* _Aim of the task_
Convert every line of the records below into a JSON list of strings, one string per line, omitting blank lines.

* _Data section_

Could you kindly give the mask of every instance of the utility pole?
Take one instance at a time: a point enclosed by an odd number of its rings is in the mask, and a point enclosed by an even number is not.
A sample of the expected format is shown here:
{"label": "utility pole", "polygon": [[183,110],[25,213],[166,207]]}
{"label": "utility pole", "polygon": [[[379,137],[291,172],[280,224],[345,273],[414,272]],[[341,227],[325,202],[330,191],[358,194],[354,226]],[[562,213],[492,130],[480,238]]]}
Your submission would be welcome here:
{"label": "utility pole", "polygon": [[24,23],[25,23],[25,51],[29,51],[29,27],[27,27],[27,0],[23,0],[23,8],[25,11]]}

* _Completed exercise_
[
  "Could you kindly give the mask of every instance of the utility pole?",
  "Take one instance at a time: a point enclosed by an odd number of its rings is in the mask, and a point enclosed by an even number is not.",
  "A sample of the expected format is shown here:",
  "{\"label\": \"utility pole\", \"polygon\": [[183,110],[25,213],[166,207]]}",
  "{\"label\": \"utility pole\", \"polygon\": [[[379,137],[291,172],[280,224],[345,273],[414,272]],[[341,227],[325,202],[330,191],[358,194],[354,226]],[[562,213],[492,130],[480,238]]]}",
  "Your submission would be welcome here:",
  "{\"label\": \"utility pole\", \"polygon\": [[24,23],[25,23],[25,51],[29,51],[29,27],[27,27],[27,0],[23,0],[23,8],[25,11]]}"
]